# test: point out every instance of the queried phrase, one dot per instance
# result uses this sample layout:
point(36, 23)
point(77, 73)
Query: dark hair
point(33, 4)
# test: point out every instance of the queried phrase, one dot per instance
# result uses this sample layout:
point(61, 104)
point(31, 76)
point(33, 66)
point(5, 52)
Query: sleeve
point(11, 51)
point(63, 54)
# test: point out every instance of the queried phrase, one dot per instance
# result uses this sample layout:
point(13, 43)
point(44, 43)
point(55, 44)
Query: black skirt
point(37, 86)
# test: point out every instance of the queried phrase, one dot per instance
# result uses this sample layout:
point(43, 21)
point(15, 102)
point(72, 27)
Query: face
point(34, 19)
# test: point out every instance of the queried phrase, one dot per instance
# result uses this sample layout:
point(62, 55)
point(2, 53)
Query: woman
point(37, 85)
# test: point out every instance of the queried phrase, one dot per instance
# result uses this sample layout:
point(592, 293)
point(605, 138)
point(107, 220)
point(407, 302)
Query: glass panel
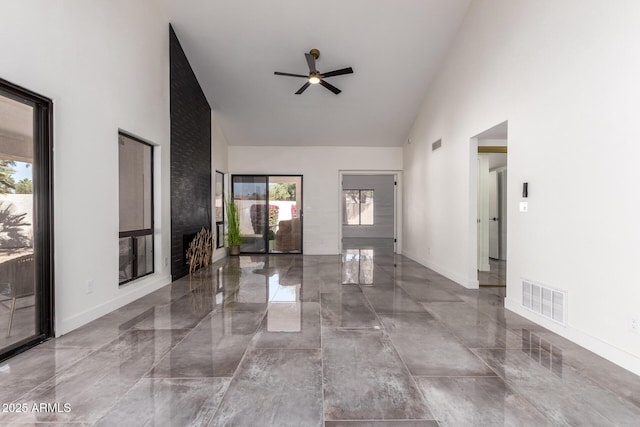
point(366, 207)
point(351, 207)
point(250, 193)
point(18, 314)
point(125, 259)
point(136, 210)
point(285, 207)
point(145, 255)
point(219, 199)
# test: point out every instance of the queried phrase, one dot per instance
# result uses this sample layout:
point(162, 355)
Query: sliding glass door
point(25, 219)
point(270, 212)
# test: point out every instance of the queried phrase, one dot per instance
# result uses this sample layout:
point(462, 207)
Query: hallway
point(279, 340)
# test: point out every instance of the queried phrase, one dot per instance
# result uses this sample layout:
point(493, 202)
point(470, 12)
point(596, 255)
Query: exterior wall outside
point(320, 167)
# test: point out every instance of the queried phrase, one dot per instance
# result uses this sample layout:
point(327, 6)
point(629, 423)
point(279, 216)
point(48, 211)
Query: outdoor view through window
point(17, 265)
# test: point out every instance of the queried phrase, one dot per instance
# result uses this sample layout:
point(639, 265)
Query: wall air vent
point(548, 302)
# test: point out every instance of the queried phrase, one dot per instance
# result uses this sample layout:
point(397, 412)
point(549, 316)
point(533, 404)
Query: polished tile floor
point(363, 339)
point(497, 276)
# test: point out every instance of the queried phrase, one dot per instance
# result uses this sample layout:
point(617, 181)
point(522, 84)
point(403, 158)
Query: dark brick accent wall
point(190, 155)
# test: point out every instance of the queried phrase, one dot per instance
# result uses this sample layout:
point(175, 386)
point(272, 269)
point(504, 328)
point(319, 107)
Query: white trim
point(608, 351)
point(397, 219)
point(129, 293)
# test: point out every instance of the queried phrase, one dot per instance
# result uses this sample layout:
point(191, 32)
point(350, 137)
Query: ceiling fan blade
point(278, 73)
point(331, 87)
point(339, 72)
point(312, 63)
point(303, 88)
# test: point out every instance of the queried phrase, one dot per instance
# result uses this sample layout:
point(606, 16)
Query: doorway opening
point(492, 206)
point(26, 251)
point(270, 208)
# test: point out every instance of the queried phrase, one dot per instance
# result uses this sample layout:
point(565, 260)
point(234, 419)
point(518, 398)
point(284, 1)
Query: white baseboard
point(463, 281)
point(126, 295)
point(608, 351)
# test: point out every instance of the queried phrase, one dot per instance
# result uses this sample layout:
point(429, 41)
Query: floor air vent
point(550, 303)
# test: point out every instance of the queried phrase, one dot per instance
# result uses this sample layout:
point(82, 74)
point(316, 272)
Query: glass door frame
point(266, 225)
point(42, 215)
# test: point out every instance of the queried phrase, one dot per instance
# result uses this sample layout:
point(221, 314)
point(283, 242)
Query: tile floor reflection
point(293, 340)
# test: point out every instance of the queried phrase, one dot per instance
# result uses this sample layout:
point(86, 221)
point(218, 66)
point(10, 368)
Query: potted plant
point(234, 239)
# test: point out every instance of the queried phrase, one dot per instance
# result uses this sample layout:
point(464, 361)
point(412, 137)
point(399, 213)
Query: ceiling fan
point(316, 76)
────
• Prompt
Each line from the one containing "Query: white trim" through the final line of the records must be repeated exactly, with no line added or dropped.

• Answer to this task
Query: white trim
point(608, 351)
point(397, 219)
point(129, 293)
# test: point out every instance of the queried phrase, one dot per instance
# result uses this sample layout:
point(191, 32)
point(350, 137)
Query: ceiling fan blade
point(278, 73)
point(331, 87)
point(339, 72)
point(312, 63)
point(303, 88)
# test: point out every instance of the queried phrase, one dot per instance
# result uses this sample layout:
point(606, 16)
Query: doorway opening
point(492, 206)
point(26, 251)
point(270, 208)
# test: point out every instance of the queried phrase, one dot per instance
# result uses this sample layout:
point(565, 260)
point(234, 419)
point(518, 398)
point(284, 1)
Query: white baseboard
point(463, 281)
point(126, 295)
point(608, 351)
# test: point out every instance of the queried phrase, one dot per instance
# result uses this sample layout:
point(429, 41)
Query: floor air vent
point(550, 303)
# test: point out every instance of the queried phrase, one dot per instance
# result uses this sample layout:
point(82, 74)
point(316, 272)
Query: glass door frame
point(266, 225)
point(42, 215)
# test: point out every instance of the queried phrase, one dot per instance
# result uses this sample layout:
point(221, 314)
point(283, 242)
Query: tile floor reflection
point(293, 340)
# test: point out every instance of the queried phrase, one dot per instance
# result uses this sample layout:
point(86, 221)
point(218, 66)
point(10, 368)
Query: potted plant
point(234, 239)
# test: point out every instance of the queried phrase, one dot per instance
# result uses this sample layout:
point(464, 361)
point(412, 137)
point(399, 213)
Query: ceiling fan
point(316, 76)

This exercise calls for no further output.